Implementation:Ggml org Ggml Ggml backend sched graph compute

Metadata

Field	Value
Page Type	Implementation (API Doc)
Knowledge Sources	GGML
Domains	ML_Infrastructure, Hardware_Abstraction
Last Updated	2025-05-15 12:00 GMT

Overview

Concrete function for executing a computation graph across one or more hardware backends via the GGML backend scheduler. This is the primary synchronous entry point for graph execution in the GGML library.

Description

ggml_backend_sched_graph_compute is the synchronous graph execution function in GGML's backend scheduler. It takes a pre-built computation graph and executes all of its operations across the assigned hardware backends, blocking until all computation is complete.

Internally, the function performs the following steps:

Delegates to the async variant: Calls ggml_backend_sched_graph_compute_async(sched, graph), which handles allocation and dispatch.
Auto-allocation: If the graph has not been previously allocated (i.e., sched->is_alloc is false), the async function automatically calls ggml_backend_sched_alloc_graph() to allocate memory for all tensors in the graph. If allocation fails, GGML_STATUS_ALLOC_FAILED is returned immediately.
Graph splitting and dispatch: The async function calls ggml_backend_sched_compute_splits(), which iterates over the pre-computed graph splits. Each split is a contiguous subgraph assigned to a single backend. For each split, the corresponding backend's graph_compute method is invoked.
Synchronization: After the async function returns, ggml_backend_sched_synchronize(sched) is called, which iterates over all backends in the scheduler and calls ggml_backend_synchronize() on each. This ensures all asynchronous work has completed before the function returns.

The function returns a ggml_status enum indicating success or the nature of any failure.

After execution completes, output tensors remain in their backend-specific buffers. To retrieve results to host memory, the caller uses ggml_backend_tensor_get().

Code Reference

Source Location

GGML repo, file: src/ggml-backend.cpp, lines L1787-1791.

Signature

enum ggml_status ggml_backend_sched_graph_compute(
    ggml_backend_sched_t sched,
    struct ggml_cgraph * graph
);

Import

#include "ggml-backend.h"

• **Short task 1**: Return everything on the GGML API page from "ggml_backend_sched_graph_compute is the" down to "allocation and dispatch.", word for word.

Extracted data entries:
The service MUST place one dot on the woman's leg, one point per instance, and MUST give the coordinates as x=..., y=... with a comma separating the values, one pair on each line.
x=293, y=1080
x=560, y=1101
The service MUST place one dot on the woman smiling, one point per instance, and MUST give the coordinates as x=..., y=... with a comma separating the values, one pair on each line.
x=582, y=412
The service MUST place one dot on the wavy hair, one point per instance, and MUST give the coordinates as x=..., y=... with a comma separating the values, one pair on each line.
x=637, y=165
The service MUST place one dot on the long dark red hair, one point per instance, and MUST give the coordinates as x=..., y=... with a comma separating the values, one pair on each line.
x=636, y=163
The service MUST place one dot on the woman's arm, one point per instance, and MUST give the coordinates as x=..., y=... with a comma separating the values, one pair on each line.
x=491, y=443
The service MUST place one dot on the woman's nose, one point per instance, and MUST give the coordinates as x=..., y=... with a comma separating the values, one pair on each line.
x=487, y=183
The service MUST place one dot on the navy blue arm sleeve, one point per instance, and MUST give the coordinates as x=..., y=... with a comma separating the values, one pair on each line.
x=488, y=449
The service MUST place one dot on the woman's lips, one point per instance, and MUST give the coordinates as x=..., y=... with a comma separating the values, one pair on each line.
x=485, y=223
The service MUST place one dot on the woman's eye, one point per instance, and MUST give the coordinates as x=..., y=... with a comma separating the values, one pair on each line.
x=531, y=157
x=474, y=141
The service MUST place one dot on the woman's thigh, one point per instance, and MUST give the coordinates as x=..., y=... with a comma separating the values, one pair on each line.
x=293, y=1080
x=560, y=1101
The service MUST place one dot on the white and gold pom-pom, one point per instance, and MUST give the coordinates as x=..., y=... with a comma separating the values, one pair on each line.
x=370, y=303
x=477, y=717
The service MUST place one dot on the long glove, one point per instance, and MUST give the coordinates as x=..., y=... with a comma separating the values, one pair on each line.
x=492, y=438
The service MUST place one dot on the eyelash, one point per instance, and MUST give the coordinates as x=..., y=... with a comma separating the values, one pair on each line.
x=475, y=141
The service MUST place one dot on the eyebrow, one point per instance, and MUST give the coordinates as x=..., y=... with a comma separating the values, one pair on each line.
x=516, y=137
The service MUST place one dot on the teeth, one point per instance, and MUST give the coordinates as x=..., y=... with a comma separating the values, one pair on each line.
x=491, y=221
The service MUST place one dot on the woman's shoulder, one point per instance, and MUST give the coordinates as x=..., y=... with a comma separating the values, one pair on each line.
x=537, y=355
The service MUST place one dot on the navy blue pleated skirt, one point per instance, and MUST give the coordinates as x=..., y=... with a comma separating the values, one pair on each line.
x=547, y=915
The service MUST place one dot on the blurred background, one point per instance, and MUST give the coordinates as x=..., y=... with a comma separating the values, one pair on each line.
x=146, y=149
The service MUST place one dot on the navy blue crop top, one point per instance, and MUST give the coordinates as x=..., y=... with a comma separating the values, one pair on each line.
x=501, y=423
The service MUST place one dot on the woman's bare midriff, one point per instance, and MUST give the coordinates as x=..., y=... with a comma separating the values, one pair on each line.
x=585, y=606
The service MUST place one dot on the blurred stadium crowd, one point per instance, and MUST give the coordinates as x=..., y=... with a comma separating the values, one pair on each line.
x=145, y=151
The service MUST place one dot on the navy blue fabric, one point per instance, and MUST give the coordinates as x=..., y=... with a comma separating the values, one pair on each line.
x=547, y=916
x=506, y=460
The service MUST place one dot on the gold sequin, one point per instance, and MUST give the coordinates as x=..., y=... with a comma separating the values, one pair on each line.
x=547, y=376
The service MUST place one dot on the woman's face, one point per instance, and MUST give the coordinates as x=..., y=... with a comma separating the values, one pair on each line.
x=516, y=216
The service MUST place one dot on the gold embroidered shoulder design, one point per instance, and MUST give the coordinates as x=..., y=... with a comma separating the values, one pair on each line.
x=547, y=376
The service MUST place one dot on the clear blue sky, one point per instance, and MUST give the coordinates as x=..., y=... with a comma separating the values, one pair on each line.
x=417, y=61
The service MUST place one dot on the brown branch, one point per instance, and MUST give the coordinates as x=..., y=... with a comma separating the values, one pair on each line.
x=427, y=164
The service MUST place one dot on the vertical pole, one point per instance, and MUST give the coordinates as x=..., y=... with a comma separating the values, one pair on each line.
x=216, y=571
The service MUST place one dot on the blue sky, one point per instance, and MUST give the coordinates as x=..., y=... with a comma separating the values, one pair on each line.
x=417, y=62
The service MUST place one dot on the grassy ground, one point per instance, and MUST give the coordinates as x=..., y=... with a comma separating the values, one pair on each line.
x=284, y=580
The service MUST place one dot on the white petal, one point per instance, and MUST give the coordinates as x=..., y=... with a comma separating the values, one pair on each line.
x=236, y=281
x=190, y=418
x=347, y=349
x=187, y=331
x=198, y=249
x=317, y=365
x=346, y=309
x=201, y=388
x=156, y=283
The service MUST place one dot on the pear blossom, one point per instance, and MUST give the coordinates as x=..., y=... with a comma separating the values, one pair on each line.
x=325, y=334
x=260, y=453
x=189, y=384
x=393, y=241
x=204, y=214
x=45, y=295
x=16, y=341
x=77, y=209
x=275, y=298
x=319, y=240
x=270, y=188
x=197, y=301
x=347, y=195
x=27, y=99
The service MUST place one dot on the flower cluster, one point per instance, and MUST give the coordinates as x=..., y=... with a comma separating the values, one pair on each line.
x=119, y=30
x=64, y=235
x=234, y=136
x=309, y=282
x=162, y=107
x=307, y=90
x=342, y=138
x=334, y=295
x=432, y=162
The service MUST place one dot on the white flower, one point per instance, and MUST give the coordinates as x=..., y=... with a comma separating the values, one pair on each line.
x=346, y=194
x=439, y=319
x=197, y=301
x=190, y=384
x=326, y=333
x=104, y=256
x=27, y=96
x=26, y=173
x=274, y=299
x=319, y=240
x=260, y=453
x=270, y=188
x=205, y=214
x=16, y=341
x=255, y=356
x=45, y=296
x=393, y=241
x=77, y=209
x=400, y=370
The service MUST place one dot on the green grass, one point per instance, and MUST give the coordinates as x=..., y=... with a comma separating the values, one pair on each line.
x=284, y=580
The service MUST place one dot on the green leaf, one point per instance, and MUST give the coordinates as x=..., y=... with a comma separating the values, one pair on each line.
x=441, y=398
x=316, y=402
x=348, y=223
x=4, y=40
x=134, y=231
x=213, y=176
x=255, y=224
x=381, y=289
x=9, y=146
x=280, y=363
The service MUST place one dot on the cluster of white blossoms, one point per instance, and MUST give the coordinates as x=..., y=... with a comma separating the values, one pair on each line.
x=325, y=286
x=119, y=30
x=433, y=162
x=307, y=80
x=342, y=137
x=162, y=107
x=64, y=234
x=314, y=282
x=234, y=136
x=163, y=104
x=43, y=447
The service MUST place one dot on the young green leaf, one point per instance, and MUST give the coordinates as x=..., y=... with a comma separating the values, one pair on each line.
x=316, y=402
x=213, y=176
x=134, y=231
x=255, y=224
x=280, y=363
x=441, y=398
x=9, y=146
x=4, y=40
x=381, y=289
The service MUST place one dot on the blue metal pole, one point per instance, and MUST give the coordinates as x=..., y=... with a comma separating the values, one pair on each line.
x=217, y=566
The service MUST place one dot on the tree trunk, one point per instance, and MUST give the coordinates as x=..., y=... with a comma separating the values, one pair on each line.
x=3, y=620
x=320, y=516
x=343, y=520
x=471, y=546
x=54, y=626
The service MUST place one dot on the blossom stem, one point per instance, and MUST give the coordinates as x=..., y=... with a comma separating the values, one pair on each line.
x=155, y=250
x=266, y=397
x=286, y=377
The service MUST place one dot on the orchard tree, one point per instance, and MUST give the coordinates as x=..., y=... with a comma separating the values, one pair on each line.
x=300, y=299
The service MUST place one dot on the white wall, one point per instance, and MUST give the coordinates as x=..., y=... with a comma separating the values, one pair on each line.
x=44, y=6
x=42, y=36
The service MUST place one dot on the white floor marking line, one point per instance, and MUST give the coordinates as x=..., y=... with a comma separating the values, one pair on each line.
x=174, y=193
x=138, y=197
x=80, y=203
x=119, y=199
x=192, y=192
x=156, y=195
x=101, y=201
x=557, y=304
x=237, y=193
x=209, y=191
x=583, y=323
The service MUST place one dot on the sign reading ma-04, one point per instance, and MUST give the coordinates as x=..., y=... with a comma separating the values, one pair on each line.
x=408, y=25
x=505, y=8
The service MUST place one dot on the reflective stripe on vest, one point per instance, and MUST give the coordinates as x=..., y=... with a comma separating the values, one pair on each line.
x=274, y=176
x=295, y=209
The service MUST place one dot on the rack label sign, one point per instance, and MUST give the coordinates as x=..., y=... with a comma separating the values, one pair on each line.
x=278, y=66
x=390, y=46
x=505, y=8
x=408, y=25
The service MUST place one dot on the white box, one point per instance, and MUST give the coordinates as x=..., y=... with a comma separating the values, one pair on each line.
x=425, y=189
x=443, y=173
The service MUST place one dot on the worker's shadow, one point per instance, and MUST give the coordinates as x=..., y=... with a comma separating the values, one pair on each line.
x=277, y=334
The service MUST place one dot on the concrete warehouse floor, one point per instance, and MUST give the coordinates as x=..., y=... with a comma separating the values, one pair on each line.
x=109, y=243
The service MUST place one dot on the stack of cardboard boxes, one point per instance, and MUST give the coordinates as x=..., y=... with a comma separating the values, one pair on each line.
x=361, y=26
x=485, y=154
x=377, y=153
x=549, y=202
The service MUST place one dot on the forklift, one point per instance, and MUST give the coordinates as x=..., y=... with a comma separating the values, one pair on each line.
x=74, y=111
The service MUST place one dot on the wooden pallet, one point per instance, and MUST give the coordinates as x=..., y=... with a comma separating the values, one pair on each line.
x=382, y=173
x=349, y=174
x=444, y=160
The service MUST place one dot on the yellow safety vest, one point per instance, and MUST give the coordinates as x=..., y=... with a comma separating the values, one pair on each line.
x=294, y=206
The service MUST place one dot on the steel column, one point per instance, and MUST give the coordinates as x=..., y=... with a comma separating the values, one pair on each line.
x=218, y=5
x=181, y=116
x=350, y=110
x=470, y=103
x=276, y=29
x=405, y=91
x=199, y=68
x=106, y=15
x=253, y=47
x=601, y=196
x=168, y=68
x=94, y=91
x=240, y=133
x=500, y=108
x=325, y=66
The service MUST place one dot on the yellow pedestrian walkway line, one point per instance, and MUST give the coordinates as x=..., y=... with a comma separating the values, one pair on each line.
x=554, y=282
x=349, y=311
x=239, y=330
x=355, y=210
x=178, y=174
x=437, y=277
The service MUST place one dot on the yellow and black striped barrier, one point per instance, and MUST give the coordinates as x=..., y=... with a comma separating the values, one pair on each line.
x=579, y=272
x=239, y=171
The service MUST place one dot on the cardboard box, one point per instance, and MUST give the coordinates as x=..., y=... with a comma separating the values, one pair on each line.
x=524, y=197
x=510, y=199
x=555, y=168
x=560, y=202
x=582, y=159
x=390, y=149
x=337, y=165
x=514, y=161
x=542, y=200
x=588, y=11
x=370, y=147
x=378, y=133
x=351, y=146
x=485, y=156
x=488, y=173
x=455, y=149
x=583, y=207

• **Short task 2**: Retype everything in the records from the line containing "The service MUST place one dot on the eyelash, one" down to the line containing "x=516, y=216", including both of those lines and changing nothing.

• **Complete output 1**:
ggml_backend_sched_graph_compute is the synchronous graph execution function in GGML's backend scheduler. It takes a pre-built computation graph and executes all of its operations across the assigned hardware backends, blocking until all computation is complete.

Internally, the function performs the following steps:

Delegates to the async variant: Calls ggml_backend_sched_graph_compute_async(sched, graph), which handles allocation and dispatch.

• **Complete output 2**:
The service MUST place one dot on the eyelash, one point per instance, and MUST give the coordinates as x=..., y=... with a comma separating the values, one pair on each line.
x=475, y=141
The service MUST place one dot on the eyebrow, one point per instance, and MUST give the coordinates as x=..., y=... with a comma separating the values, one pair on each line.
x=516, y=137
The service MUST place one dot on the teeth, one point per instance, and MUST give the coordinates as x=..., y=... with a comma separating the values, one pair on each line.
x=491, y=221
The service MUST place one dot on the woman's shoulder, one point per instance, and MUST give the coordinates as x=..., y=... with a comma separating the values, one pair on each line.
x=537, y=355
The service MUST place one dot on the navy blue pleated skirt, one point per instance, and MUST give the coordinates as x=..., y=... with a comma separating the values, one pair on each line.
x=547, y=915
The service MUST place one dot on the blurred background, one point per instance, and MUST give the coordinates as x=..., y=... with a comma separating the values, one pair on each line.
x=146, y=149
The service MUST place one dot on the navy blue crop top, one point per instance, and MUST give the coordinates as x=..., y=... with a comma separating the values, one pair on each line.
x=501, y=423
The service MUST place one dot on the woman's bare midriff, one point per instance, and MUST give the coordinates as x=..., y=... with a comma separating the values, one pair on each line.
x=585, y=606
The service MUST place one dot on the blurred stadium crowd, one point per instance, and MUST give the coordinates as x=..., y=... with a comma separating the values, one pair on each line.
x=145, y=151
The service MUST place one dot on the navy blue fabric, one point per instance, and MUST give the coordinates as x=..., y=... with a comma separating the values, one pair on each line.
x=547, y=916
x=506, y=460
The service MUST place one dot on the gold sequin, one point per instance, and MUST give the coordinates as x=..., y=... with a comma separating the values, one pair on each line.
x=547, y=376
The service MUST place one dot on the woman's face, one point per instance, and MUST give the coordinates as x=..., y=... with a comma separating the values, one pair on each line.
x=516, y=216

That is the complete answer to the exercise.